抜粋文:
1995年阪神淡路大震災の直後、明石工場に出勤できる役員は、東加古川に住んでいた私一人だった。工場、従業員、地域社会、と担当を分け一時間おきに、会議を持ち陣頭指揮をとった。本社への連絡は後回しになって、後で苦情をいわれた。ヘリポートの解放、地域社会、兵庫県警機動隊などに独身寮の風呂の提供、などもあったが、製品の出荷が大問題で、明石の運動場をコンテナーヤードにして、夜中に播磨から大阪まで筏で輸送、大阪港で船積みした。川汽の100%の協力を貰ったが、全量が川汽扱いになったため、こんなに荷物があったのかと驚かれ、後で返して貰うのに苦労した。
この時の増量で、川汽の神戸支店長は、表彰されている。とにかく、一台あたり5,300円ほどのコストアップになったが、4日程の遅れで生産も開始し、スムーズな供給を続けた。欧州などでは、カワサキさんの製品は当分の間来ない、というウワサが広まっていたそうだ。

作業内容:
[A] 阪神淡路大震災の回想によると、製品の輸送によるコストアップは一台あたりどれほどだったか。
[B] 阪神淡路大震災の回想を、最後の文の後から書き継いでください。

提供された項目:
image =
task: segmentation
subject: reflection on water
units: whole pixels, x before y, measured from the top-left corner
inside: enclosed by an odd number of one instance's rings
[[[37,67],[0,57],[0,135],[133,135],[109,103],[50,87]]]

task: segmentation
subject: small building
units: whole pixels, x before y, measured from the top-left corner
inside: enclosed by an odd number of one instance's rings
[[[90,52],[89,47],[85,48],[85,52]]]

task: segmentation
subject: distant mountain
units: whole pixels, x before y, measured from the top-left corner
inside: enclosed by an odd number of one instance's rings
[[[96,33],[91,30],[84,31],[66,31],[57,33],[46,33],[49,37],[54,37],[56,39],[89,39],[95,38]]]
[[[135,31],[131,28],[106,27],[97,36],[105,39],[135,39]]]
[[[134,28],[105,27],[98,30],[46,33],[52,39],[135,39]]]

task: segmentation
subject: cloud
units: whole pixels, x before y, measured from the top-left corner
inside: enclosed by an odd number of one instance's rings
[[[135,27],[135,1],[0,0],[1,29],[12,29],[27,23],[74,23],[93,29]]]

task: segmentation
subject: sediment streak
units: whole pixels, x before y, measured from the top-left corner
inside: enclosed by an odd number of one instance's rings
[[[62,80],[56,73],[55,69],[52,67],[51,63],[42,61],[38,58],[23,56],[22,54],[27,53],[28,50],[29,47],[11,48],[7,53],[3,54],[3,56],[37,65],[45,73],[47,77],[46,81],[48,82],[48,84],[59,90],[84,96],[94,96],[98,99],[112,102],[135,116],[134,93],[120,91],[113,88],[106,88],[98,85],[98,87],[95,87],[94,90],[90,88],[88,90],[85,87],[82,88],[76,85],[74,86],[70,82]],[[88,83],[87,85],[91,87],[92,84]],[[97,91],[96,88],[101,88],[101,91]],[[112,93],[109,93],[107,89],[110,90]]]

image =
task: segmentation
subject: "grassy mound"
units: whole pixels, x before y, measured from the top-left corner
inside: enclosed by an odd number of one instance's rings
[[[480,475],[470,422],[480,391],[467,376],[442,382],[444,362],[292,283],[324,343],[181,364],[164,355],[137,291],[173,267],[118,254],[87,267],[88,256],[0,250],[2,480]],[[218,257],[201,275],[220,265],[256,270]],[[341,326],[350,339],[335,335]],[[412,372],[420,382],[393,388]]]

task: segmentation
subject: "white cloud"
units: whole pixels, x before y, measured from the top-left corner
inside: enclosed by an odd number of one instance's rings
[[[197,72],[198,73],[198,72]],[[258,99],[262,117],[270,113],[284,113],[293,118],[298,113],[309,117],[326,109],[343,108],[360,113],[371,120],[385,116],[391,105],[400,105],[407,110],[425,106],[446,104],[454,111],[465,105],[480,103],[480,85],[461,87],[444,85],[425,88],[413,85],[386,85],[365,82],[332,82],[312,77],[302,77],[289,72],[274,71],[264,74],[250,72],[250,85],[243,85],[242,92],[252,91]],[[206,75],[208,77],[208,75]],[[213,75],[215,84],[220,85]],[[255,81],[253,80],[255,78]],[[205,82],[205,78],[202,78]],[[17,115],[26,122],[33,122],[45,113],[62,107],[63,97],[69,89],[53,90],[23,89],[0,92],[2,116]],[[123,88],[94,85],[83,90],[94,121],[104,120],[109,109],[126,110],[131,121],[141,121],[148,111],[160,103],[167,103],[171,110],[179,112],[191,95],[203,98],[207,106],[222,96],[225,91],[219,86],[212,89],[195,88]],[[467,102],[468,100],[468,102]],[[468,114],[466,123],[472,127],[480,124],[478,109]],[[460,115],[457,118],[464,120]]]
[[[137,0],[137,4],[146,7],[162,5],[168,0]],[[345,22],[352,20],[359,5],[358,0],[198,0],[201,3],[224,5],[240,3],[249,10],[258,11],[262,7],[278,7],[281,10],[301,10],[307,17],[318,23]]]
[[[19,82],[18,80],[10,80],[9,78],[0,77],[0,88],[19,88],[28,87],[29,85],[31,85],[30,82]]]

回答:
[A] 一台あたり5,300円ほどだった。

[B]
この時、高橋さんは苦楽園で孤立し、どうにもならず、救出作戦を考えた。、とりあえず、岩崎さんに頼み、二台の二輪車に救援物資を積んで、何とか運び込んで貰った。高橋さんは大喜びで、良くきてくれたと歓待し、折角の救援物資をかなり消化してしまったようだ。その後彼が見つけたルートで、高橋さんご夫婦は無事に明石の家族寮に到着し暫く滞在して明石工場に復帰した。何かの時には、本当に頼りになる岩崎さんであった。
この年から、彼はKMJの物流会社の常務に出向していたのだが、高橋さん家族をお迎えした時は、多分警察から頂いていた『通行許可証』が役に立ったのだろうと思っている。
●兎に角、新幹線が止まってしまってるので、東京などへの出張も飛行機なのだが、伊丹空港に行くのも三田廻りでないとダメだし、岡山空港まで行った人などもいたのである。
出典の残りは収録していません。